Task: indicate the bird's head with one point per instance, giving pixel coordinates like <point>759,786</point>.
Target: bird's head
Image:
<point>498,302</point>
----------
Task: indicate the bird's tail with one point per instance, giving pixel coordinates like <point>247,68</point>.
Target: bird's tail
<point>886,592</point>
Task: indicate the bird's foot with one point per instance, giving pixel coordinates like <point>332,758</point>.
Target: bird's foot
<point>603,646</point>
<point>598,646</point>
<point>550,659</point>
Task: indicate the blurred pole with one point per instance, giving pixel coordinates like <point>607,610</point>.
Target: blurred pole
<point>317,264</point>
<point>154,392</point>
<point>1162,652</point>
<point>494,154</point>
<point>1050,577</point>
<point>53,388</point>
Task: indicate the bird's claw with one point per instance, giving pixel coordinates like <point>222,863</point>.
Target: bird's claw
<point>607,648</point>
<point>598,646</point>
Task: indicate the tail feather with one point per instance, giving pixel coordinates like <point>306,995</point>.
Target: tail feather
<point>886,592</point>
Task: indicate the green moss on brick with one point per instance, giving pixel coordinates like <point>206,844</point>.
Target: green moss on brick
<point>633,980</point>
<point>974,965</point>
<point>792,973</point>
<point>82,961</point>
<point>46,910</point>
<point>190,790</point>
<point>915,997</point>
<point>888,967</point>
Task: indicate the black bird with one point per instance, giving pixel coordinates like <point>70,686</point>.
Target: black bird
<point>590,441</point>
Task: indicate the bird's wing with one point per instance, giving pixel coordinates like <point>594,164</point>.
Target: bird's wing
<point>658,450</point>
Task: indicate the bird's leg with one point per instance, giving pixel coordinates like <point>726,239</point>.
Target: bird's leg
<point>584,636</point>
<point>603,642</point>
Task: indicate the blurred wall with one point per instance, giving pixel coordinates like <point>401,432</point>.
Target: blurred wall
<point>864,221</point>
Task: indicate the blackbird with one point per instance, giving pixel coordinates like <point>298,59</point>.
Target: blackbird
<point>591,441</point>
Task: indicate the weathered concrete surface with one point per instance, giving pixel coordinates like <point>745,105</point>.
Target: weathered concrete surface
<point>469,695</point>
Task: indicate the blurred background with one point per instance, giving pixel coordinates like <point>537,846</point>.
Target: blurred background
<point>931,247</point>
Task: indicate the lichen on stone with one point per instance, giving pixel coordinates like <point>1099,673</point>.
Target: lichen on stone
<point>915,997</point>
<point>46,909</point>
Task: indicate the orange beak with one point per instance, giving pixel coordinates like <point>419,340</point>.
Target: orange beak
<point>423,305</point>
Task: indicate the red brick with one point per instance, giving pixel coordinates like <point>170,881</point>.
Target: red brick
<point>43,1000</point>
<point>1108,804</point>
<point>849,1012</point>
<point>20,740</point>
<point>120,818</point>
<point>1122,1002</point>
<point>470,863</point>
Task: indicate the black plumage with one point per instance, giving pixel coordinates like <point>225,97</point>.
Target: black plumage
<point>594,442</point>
----------
§ Exercise description:
Where a line of the listing holds the string "head", copy that line.

§ Solution to the problem:
Task: indicate the bird's head with one point per instance, giving pixel coordinates like <point>759,786</point>.
Target: bird's head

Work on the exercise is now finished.